*WHAT YOU ARE ASKED TO DO:* Reproduce, word for word, the part of the passage on social networks and the self that begins at "Connection may be" and ends after "a ‘desire’ based society.".

*EXCERPT PROVIDED:*
•••••

By participating in social networks, in some ways, we are individually creating prescribed-format museums of self. We curate, update, and maintain them. We may create micro-communities with other individuals who share interests and ideas to which we relate, but we increasingly isolate the ‘self’ because we interface with software to a greater extent than the people to whom we are connected in social space.

Connection may be the goal of social networks, but decreased privacy, perhaps an evolved social norm, also affects how the self is virtually portrayed. And one’s expressed likes and dislikes allow for for marketing to be streamlined to his or her self-proclaimed preferences. In this way, we are viewed as individual consumers. Likewise, The Century of the Self reveals the shift from ‘need’ to a ‘desire’ based society.

•••••

*DATASET CONTENT:*
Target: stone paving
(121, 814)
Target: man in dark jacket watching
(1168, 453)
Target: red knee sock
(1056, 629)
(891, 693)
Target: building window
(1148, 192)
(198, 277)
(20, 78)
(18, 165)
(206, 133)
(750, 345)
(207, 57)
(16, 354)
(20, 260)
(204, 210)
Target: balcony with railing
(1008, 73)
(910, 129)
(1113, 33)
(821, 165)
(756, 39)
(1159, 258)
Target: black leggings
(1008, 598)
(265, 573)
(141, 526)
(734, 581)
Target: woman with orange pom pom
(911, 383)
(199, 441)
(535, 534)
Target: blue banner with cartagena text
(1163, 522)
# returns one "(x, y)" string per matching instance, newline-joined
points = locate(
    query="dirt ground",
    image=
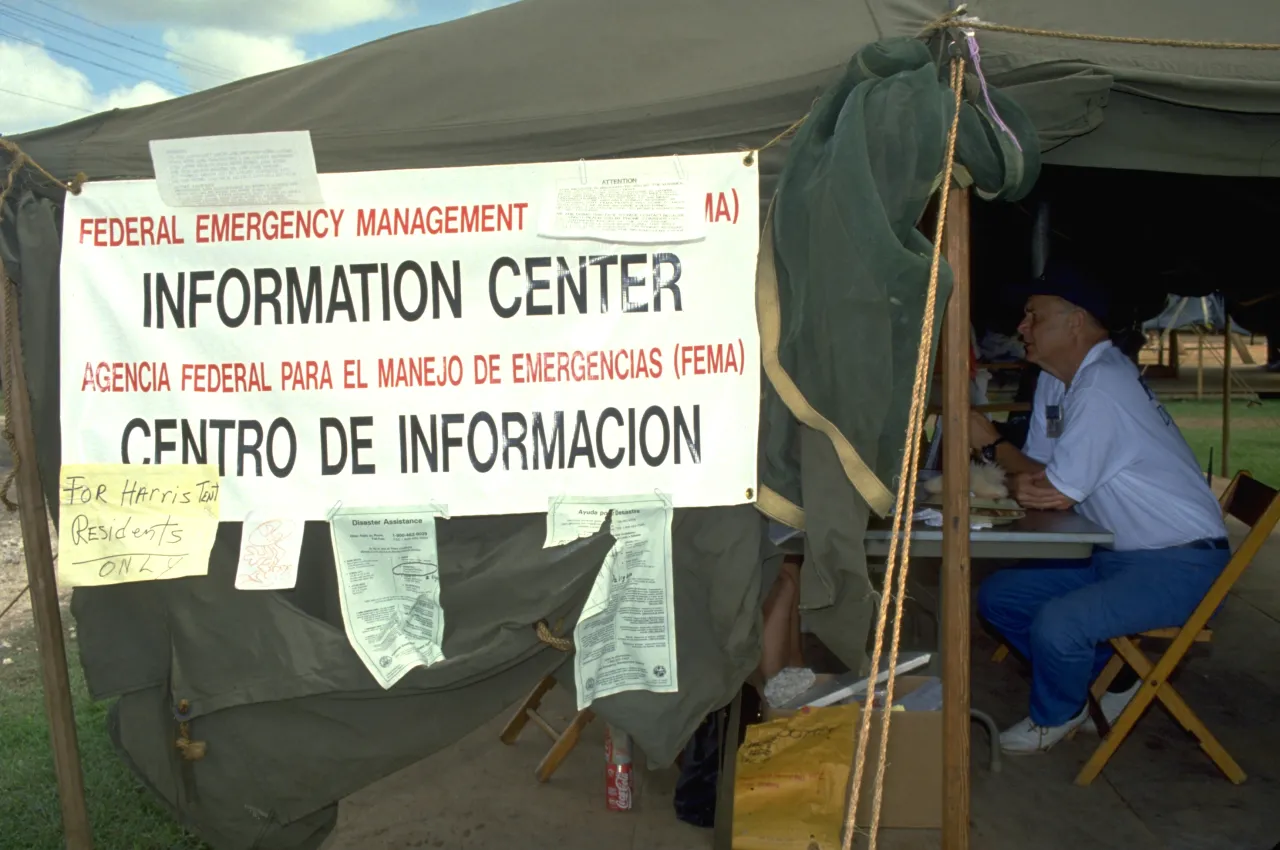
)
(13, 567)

•••••

*EXERCISE SOLUTION:*
Connection may be the goal of social networks, but decreased privacy, perhaps an evolved social norm, also affects how the self is virtually portrayed. And one’s expressed likes and dislikes allow for for marketing to be streamlined to his or her self-proclaimed preferences. In this way, we are viewed as individual consumers. Likewise, The Century of the Self reveals the shift from ‘need’ to a ‘desire’ based society.